Data shown: Begin

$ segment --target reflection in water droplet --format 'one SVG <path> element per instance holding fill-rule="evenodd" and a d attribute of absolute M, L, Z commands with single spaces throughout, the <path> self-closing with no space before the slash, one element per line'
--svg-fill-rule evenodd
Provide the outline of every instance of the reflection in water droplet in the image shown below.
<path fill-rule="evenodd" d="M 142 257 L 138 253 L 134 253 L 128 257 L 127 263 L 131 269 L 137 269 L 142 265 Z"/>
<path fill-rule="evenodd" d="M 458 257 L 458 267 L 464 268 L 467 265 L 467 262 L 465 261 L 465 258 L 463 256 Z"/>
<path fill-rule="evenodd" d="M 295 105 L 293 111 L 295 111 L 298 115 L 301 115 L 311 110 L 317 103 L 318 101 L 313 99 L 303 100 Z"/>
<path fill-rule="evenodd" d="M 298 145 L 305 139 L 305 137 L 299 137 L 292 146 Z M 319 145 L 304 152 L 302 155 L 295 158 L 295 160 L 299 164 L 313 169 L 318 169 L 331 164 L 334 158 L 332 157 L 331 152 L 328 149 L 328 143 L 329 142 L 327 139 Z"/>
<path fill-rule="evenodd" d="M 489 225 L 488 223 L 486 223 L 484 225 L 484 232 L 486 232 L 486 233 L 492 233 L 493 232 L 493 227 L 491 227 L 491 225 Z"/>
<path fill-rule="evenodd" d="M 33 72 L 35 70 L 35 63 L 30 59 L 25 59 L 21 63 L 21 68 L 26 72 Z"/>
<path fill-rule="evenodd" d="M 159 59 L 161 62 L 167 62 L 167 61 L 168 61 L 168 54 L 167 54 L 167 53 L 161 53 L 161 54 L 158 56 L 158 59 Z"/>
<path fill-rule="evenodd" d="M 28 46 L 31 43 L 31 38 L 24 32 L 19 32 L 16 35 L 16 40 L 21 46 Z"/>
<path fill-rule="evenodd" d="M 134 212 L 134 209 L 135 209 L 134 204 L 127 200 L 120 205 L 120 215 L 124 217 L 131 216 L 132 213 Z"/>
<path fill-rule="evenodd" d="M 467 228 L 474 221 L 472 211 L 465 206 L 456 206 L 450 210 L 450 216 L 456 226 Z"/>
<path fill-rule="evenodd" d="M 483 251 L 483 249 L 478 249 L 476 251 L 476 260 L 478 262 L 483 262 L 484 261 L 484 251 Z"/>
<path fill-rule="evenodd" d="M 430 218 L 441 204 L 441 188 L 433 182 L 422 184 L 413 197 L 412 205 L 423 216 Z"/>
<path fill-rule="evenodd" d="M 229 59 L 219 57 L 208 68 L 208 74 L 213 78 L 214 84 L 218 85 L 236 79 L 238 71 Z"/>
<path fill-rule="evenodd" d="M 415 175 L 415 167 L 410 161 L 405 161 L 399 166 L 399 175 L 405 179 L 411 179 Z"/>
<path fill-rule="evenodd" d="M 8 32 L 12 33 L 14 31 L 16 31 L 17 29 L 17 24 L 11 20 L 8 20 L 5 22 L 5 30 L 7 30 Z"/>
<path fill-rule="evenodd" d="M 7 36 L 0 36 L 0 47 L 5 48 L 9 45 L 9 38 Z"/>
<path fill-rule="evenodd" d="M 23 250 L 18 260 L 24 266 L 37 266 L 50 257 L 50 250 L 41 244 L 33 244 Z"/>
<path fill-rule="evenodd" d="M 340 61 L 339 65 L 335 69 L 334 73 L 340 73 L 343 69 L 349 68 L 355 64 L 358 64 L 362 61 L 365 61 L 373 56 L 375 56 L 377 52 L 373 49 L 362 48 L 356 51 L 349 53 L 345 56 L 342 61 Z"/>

Data shown: End

Task statement: Exactly as written, output all of the entries.

Output for this task:
$ segment --target reflection in water droplet --format 'one SVG <path> element per instance holding fill-rule="evenodd" and a d attribute of absolute M, L, Z commands with single spaces throughout, the <path> self-closing with no space before the slash, one element per line'
--svg-fill-rule evenodd
Provide the outline of every instance of the reflection in water droplet in the image shown below.
<path fill-rule="evenodd" d="M 142 257 L 138 253 L 134 253 L 128 257 L 127 263 L 131 269 L 137 269 L 142 265 Z"/>
<path fill-rule="evenodd" d="M 458 257 L 458 267 L 464 268 L 467 265 L 467 262 L 465 261 L 465 258 L 463 256 Z"/>
<path fill-rule="evenodd" d="M 295 105 L 293 111 L 295 111 L 298 115 L 301 115 L 311 110 L 317 103 L 318 101 L 313 99 L 303 100 Z"/>
<path fill-rule="evenodd" d="M 298 145 L 305 139 L 305 137 L 299 137 L 292 146 Z M 319 145 L 304 152 L 302 155 L 295 158 L 295 160 L 299 164 L 313 169 L 318 169 L 331 164 L 334 158 L 332 157 L 331 152 L 328 149 L 328 143 L 329 142 L 327 139 Z"/>
<path fill-rule="evenodd" d="M 489 225 L 488 223 L 486 223 L 484 225 L 484 232 L 486 232 L 486 233 L 492 233 L 493 232 L 493 227 L 491 227 L 491 225 Z"/>
<path fill-rule="evenodd" d="M 33 72 L 35 70 L 35 63 L 30 59 L 25 59 L 21 63 L 21 68 L 26 72 Z"/>
<path fill-rule="evenodd" d="M 159 59 L 161 62 L 167 62 L 167 61 L 168 61 L 168 54 L 167 54 L 167 53 L 161 53 L 161 54 L 158 56 L 158 59 Z"/>
<path fill-rule="evenodd" d="M 28 46 L 31 43 L 31 38 L 24 32 L 19 32 L 16 35 L 16 40 L 21 46 Z"/>
<path fill-rule="evenodd" d="M 134 212 L 134 209 L 135 209 L 134 204 L 127 200 L 120 205 L 120 215 L 124 217 L 131 216 L 132 213 Z"/>
<path fill-rule="evenodd" d="M 467 228 L 474 221 L 472 211 L 465 206 L 456 206 L 450 210 L 450 216 L 456 226 Z"/>
<path fill-rule="evenodd" d="M 483 251 L 483 249 L 478 249 L 476 251 L 476 260 L 478 262 L 483 262 L 484 261 L 484 251 Z"/>
<path fill-rule="evenodd" d="M 430 218 L 441 204 L 441 188 L 433 182 L 422 184 L 413 197 L 412 205 L 423 216 Z"/>
<path fill-rule="evenodd" d="M 229 59 L 219 57 L 208 68 L 208 74 L 213 78 L 214 84 L 218 85 L 236 79 L 238 71 Z"/>
<path fill-rule="evenodd" d="M 415 175 L 415 167 L 410 161 L 405 161 L 399 166 L 399 175 L 405 179 L 411 179 Z"/>
<path fill-rule="evenodd" d="M 8 32 L 12 33 L 14 31 L 16 31 L 17 29 L 17 24 L 11 20 L 8 20 L 5 22 L 5 30 L 7 30 Z"/>
<path fill-rule="evenodd" d="M 7 36 L 0 36 L 0 47 L 5 48 L 9 45 L 9 38 Z"/>
<path fill-rule="evenodd" d="M 23 250 L 18 260 L 24 266 L 37 266 L 50 257 L 50 250 L 41 244 L 33 244 Z"/>
<path fill-rule="evenodd" d="M 340 61 L 339 65 L 335 69 L 334 73 L 340 73 L 343 69 L 349 68 L 355 64 L 358 64 L 362 61 L 365 61 L 373 56 L 375 56 L 377 52 L 373 49 L 362 48 L 356 51 L 349 53 L 345 56 L 342 61 Z"/>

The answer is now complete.